WOODBRIDGE, N.J. — Opponents of a natural gas-fired power plant planned for an already polluted low-income area in New Jersey celebrated Thursday after hearing the company that proposed the project no longer plans to build it, citing low energy prices.
Competitive Power Ventures wanted to build a second plant beside one it already operates in Woodbridge, about 20 miles (30 kilometers) south of Newark. The company previously said the expansion is needed because of growing demand for energy, pitching it as a reliable backup source for solar and wind energy when those types of power are not available.
But in a statement Wednesday night, the Silver Spring, Maryland-based CPV said market conditions have deteriorated to the point where the project is no longer feasible.
Company spokesman Matthew Litchfield said CPV’s agreement with PJM Interconnection, a regional power transmission organization, required it to either begin construction or terminate the agreement by Sept. 30.
“In light of current PJM market conditions that do not support construction of the project at this time, CPV had to withdraw from the interconnection agreement,” he said.

> GIVEN PROBLEM A: Translate this sentence from the power plant article into Spanish: "But in a statement Wednesday night, the Silver Spring, Maryland-based CPV said market conditions have deteriorated to the point where the project is no longer feasible."
The records have no connection to the power plant article.

> ENTRIES PROVIDED:
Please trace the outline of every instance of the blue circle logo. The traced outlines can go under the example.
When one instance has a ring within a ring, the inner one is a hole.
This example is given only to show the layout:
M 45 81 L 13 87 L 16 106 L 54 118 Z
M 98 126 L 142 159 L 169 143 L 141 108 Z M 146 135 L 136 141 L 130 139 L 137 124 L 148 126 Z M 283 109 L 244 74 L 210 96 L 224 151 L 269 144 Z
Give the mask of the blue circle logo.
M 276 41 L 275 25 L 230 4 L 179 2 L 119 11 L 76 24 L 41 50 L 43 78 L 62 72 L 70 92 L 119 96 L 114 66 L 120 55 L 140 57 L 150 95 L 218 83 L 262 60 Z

> GIVEN PROBLEM B: Convert every line of the records into a Markdown table with the columns Row and Line, numbering the lines in order and leaving out any blank lines.

> OUTPUT A: Pero en un comunicado el miércoles por la noche, CPV, con sede en Silver Spring, Maryland, dijo que las condiciones del mercado se han deteriorado hasta el punto de que el proyecto ya no es viable.

> OUTPUT B:
| Row | Line |
|---|---|
| 1 | Please trace the outline of every instance of the blue circle logo. The traced outlines can go under the example. |
| 2 | When one instance has a ring within a ring, the inner one is a hole. |
| 3 | This example is given only to show the layout: |
| 4 | M 45 81 L 13 87 L 16 106 L 54 118 Z |
| 5 | M 98 126 L 142 159 L 169 143 L 141 108 Z M 146 135 L 136 141 L 130 139 L 137 124 L 148 126 Z M 283 109 L 244 74 L 210 96 L 224 151 L 269 144 Z |
| 6 | Give the mask of the blue circle logo. |
| 7 | M 276 41 L 275 25 L 230 4 L 179 2 L 119 11 L 76 24 L 41 50 L 43 78 L 62 72 L 70 92 L 119 96 L 114 66 L 120 55 L 140 57 L 150 95 L 218 83 L 262 60 Z |